Cost per lead, conversions per month, leads per show, white paper downloads, time on Web site, Web site visits, webinar attendees, webinar registrants who did not attend, user conference attendees, click-through metrics, return Web site visitors… I can go on and on. These are all interesting metrics, but does Marketing really get credit for a positive increase when it’s budget time? In most cases, no.

I am continually amazed at the creativity of our customers in generating interest in their products through their marketing efforts, whether it is at a trade show or user’s conference, or in Web site content or webinars. Through these efforts new opportunities (leads) are identified and delivered to Sales for closure. Credit usually stops here, though with Marketing value implied and Sales value recognized. It’s not fair! It all comes down to revenue production, and today marketers are not getting the credit they deserve.

• RECORDED DATA:

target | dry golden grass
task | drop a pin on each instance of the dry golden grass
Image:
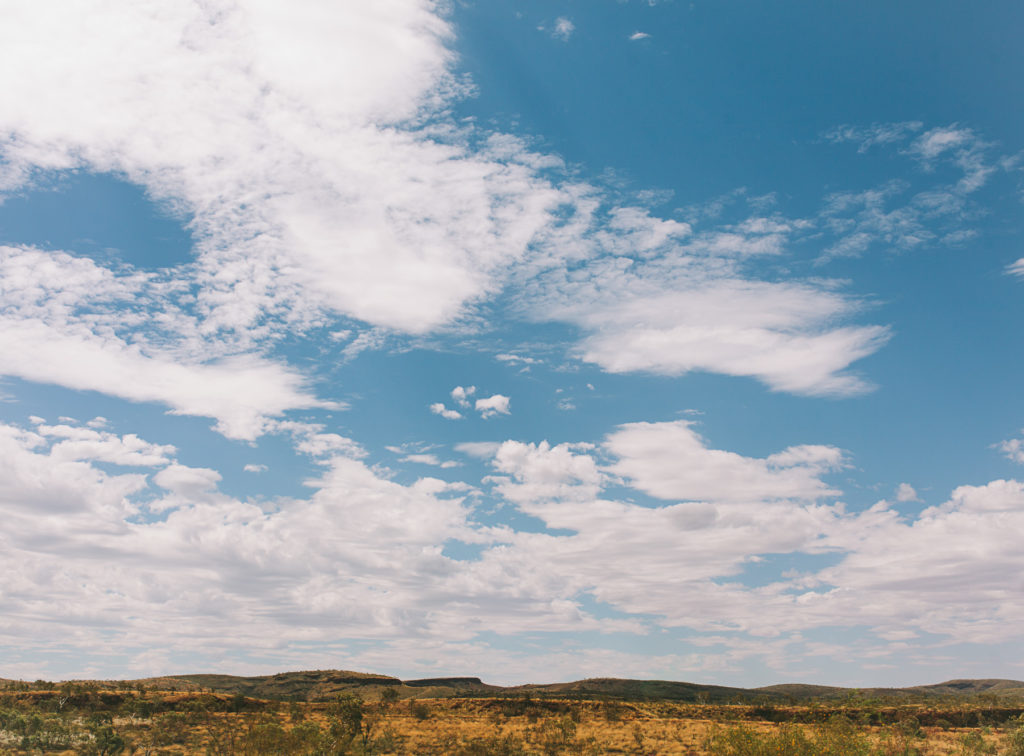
(159, 722)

• GIVEN REQUEST 1: In the marketing passage, what is identified through these efforts and then delivered to Sales for closure?
• GIVEN REQUEST 2: Translate this sentence from the marketing passage into Spanish: "It all comes down to revenue production, and today marketers are not getting the credit they deserve."
• GIVEN REQUEST 3: Carry on the marketing passage from its last sentence.

• WRITTEN REPLY 1: New opportunities (leads).

• WRITTEN REPLY 2: Todo se reduce a la generación de ingresos, y hoy los profesionales del marketing no reciben el reconocimiento que merecen.

• WRITTEN REPLY 3:
There are three metrics that should be readily available to Marketing and executive management on a campaign-by-campaign basis: projected revenue, pipeline revenue, and actual revenue. Also, the metric that all C level leaders are interested in seeing is Campaign Cost per Order Dollar (CPOD). By accurately capturing this metric, an organization will know whether the revenue generated from a particular campaign warrants the cost and effort or whether it is better off spending its marketing dollars elsewhere. How do you accurately capture this metric?

It requires a collaborative effort on Sales and Marketing’s behalf, a good closed-loop marketing solution, and CRM implementation. Also, there are many smart people available to help. Lead Management guru Brian Carroll comes to mind. Chris Koch does as well.

Please let us know if you are interested in learning more.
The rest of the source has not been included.